Exercise prompt: Gather every line of the rows below that contains the word "raspberry", and copy each one out.

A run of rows
============

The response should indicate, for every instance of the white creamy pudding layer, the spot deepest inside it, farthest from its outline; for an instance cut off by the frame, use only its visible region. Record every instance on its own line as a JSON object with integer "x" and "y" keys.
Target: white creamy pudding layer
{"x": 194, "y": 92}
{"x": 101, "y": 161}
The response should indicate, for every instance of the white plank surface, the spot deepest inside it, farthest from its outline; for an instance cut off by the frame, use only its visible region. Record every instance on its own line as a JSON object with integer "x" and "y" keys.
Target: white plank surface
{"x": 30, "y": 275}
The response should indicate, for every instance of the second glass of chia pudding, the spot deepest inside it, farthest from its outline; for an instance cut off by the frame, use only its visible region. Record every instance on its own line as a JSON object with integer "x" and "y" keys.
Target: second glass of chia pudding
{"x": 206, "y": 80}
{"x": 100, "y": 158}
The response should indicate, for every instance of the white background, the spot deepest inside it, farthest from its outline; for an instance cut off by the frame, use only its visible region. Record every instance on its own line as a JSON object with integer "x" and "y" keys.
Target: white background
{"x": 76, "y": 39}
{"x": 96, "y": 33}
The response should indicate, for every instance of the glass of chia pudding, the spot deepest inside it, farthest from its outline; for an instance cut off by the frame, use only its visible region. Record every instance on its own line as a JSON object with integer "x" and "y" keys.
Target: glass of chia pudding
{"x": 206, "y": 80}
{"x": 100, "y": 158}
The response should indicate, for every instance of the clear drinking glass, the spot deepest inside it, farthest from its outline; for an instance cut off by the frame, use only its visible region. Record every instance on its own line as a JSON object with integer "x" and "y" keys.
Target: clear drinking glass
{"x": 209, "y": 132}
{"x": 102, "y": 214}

============

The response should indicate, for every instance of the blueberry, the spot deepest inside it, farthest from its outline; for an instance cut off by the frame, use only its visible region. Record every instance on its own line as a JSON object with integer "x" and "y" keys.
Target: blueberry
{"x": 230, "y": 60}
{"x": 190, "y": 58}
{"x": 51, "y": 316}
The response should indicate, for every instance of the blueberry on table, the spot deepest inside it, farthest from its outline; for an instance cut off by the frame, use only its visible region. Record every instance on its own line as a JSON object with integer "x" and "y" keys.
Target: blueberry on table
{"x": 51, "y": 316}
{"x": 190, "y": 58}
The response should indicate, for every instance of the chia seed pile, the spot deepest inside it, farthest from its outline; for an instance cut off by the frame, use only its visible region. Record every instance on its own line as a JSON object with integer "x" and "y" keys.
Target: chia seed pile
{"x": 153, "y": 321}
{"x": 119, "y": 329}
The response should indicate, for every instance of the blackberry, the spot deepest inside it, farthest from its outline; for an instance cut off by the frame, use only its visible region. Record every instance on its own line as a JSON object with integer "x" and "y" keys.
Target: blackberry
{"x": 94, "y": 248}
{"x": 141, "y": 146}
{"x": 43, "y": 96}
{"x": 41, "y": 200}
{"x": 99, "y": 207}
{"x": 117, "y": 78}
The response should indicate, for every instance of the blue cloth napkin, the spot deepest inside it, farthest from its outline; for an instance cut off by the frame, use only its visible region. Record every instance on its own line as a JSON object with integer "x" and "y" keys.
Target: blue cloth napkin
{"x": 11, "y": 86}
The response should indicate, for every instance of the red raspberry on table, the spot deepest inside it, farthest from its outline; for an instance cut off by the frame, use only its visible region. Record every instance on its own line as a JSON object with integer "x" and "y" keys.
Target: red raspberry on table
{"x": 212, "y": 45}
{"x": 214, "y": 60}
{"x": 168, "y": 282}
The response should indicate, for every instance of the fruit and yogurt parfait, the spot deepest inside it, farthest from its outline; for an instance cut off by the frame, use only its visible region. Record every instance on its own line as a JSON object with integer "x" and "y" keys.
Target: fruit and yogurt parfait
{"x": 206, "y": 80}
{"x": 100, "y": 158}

============

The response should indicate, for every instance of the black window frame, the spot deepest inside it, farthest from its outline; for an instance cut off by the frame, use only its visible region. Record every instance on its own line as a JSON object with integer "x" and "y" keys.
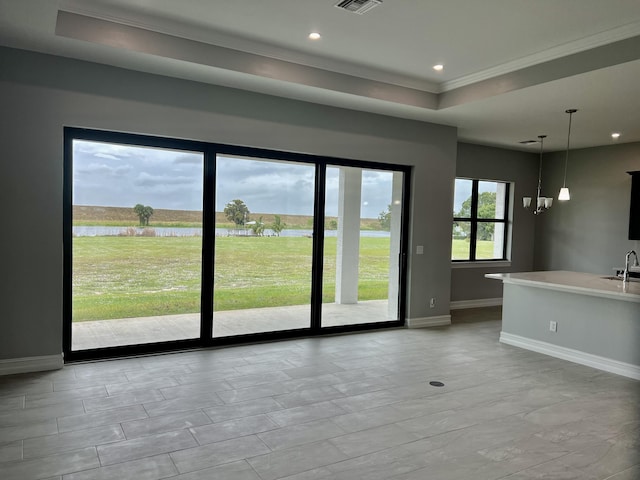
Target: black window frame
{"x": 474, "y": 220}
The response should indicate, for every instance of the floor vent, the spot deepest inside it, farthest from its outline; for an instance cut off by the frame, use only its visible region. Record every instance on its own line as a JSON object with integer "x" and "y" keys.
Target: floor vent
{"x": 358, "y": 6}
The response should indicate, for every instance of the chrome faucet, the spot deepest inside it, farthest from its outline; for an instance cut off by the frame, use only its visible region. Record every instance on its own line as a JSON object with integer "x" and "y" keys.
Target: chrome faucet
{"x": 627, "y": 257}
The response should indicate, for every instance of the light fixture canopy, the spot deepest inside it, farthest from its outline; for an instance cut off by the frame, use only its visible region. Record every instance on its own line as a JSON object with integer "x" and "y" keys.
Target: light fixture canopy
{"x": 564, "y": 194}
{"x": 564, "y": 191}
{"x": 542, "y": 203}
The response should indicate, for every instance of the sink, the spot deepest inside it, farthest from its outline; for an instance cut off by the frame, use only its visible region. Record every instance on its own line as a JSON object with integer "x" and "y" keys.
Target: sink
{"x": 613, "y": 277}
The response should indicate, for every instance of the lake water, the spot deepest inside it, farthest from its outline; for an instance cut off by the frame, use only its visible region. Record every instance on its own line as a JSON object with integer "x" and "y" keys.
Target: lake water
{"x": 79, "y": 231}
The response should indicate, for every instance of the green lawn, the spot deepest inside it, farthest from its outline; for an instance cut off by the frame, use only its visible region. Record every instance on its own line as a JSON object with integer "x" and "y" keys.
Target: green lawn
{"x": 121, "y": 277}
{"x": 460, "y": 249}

============

Problem solution:
The response should indicate, for every instance of the red raspberry on table, the spot deepest inside it, farthest from its outline; for an instance cut off by the frame, use only its visible region. Record every instance on its own line as a JSON object with integer "x" and "y" keys.
Target: red raspberry on table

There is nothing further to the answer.